Transcribe the data exactly.
•••••
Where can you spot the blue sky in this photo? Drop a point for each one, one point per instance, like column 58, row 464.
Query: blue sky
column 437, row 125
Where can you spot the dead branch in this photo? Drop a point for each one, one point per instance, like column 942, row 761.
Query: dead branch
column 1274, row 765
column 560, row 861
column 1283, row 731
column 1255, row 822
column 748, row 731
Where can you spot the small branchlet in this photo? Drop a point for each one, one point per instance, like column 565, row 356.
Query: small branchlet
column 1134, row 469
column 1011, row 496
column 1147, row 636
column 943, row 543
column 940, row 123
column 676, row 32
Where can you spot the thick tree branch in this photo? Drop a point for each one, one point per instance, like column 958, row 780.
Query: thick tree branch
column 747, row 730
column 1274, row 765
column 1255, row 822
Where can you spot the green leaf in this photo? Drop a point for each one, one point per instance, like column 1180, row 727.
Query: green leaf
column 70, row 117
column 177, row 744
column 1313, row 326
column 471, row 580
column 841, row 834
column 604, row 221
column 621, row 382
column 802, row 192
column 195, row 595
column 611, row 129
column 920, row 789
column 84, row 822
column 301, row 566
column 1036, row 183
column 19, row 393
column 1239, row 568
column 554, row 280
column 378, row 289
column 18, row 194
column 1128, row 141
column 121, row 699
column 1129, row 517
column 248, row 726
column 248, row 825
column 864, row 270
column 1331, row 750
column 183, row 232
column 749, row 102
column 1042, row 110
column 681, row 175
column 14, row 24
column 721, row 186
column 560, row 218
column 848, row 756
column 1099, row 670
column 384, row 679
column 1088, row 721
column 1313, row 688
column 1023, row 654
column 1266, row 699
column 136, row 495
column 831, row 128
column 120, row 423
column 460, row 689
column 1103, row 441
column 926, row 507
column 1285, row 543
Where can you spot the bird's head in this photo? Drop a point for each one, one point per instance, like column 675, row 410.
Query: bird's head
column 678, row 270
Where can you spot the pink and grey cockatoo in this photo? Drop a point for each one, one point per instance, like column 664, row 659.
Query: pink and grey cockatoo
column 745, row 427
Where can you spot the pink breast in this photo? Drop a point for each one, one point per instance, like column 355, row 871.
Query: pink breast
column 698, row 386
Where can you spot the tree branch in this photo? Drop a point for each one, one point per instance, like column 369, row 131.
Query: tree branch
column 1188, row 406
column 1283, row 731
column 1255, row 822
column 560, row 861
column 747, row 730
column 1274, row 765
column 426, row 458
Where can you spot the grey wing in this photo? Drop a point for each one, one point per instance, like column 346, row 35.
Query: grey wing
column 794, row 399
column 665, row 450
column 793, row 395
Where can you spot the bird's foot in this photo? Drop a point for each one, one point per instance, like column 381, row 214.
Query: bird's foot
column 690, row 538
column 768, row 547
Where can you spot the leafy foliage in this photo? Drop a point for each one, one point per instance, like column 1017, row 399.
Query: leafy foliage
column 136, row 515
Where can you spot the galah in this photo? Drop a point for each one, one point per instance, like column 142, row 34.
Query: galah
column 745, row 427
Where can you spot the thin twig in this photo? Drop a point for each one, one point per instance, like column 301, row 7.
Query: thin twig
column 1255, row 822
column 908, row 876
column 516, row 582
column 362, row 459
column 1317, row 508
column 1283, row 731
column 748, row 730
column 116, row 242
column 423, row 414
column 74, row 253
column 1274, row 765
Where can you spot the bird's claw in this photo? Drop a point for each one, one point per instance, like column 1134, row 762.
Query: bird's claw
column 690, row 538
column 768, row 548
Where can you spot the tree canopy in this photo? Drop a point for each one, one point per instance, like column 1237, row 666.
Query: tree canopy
•••••
= Reply to the exercise =
Where can you spot the blue sky in this photo? Drop a point for each one, one point per instance, like column 58, row 464.
Query: blue sky
column 437, row 125
Where can you spot the dead branch in this photo? Drop a point for each one, one point per instance, like column 942, row 761.
Query: dead branch
column 1274, row 765
column 560, row 861
column 1283, row 731
column 1255, row 822
column 748, row 731
Where can you spot the small branchlet in this photo? Drop a point for each one, one point per instance, like column 565, row 356.
Query: small branchlet
column 1134, row 469
column 1011, row 496
column 1147, row 636
column 943, row 543
column 940, row 123
column 676, row 32
Where can you spot the thick tree branch in this photo? Drop a point for each one, one point per instance, like column 958, row 780.
Query: thick tree branch
column 747, row 730
column 1274, row 765
column 1255, row 822
Where can you spot the green leaf in this photo? Drop a point for each one, one point per instance, like column 1180, row 727.
Query: green leaf
column 70, row 117
column 177, row 744
column 1313, row 326
column 471, row 580
column 841, row 834
column 604, row 221
column 621, row 382
column 802, row 192
column 195, row 595
column 611, row 129
column 920, row 789
column 84, row 822
column 301, row 566
column 1036, row 183
column 19, row 393
column 1239, row 568
column 554, row 280
column 378, row 289
column 18, row 194
column 1128, row 141
column 121, row 699
column 1129, row 517
column 248, row 726
column 248, row 825
column 864, row 270
column 1331, row 750
column 183, row 232
column 749, row 102
column 1042, row 110
column 681, row 175
column 14, row 24
column 721, row 186
column 560, row 218
column 848, row 756
column 1099, row 670
column 384, row 679
column 1088, row 721
column 1313, row 688
column 1023, row 654
column 1266, row 699
column 136, row 495
column 831, row 128
column 120, row 423
column 460, row 689
column 1103, row 441
column 926, row 507
column 1285, row 543
Where can you spot the bird's head in this photo? Drop a point for each one, one point per instance, like column 675, row 410.
Query: bird's head
column 678, row 270
Where can you spot the pink and grey cockatoo in this photo? Drop a point for each one, one point per instance, like column 664, row 659.
Query: pink and grey cockatoo
column 745, row 427
Where can you spot the pink breast in this photo? Drop a point for each one, one point per instance, like column 355, row 871.
Query: pink breast
column 698, row 386
Where can you spot the tree branch in this photo? Drop a point for each one, one point per instance, like column 369, row 131.
Query: tree branch
column 1188, row 406
column 1283, row 731
column 1255, row 822
column 560, row 861
column 747, row 730
column 1274, row 765
column 426, row 458
Where can you spot the grey wing in this photo? Drop a point for each one, one point per instance, like column 346, row 35.
Query: grey wing
column 794, row 399
column 665, row 450
column 793, row 395
Where can you spot the bird's foot in this photo? Drop a point for each one, one point per instance, like column 381, row 214.
Query: bird's foot
column 690, row 538
column 768, row 547
Where can you spot the leafy foliage in this photo? Drop a point for each one, one point per instance, like column 1017, row 399.
Query: leafy foliage
column 136, row 515
Where can you spot the galah in this photo? Drop a point for each one, one point per instance, like column 142, row 34.
Query: galah
column 745, row 427
Where can you spot the thin twig in this photo? Drop a point for each one, one point per instance, like column 301, row 7.
Query: thin twig
column 1255, row 822
column 908, row 876
column 516, row 582
column 362, row 459
column 1317, row 508
column 1283, row 731
column 748, row 730
column 116, row 242
column 423, row 414
column 74, row 253
column 1274, row 765
Where can you spot the bird's claw in this photo? Drop a point for each one, one point per instance, like column 1134, row 762.
Query: bird's claw
column 690, row 538
column 768, row 548
Where can you spot the tree canopy in this photo? Drop a point for each one, one point per instance, like column 1237, row 666.
Query: tree canopy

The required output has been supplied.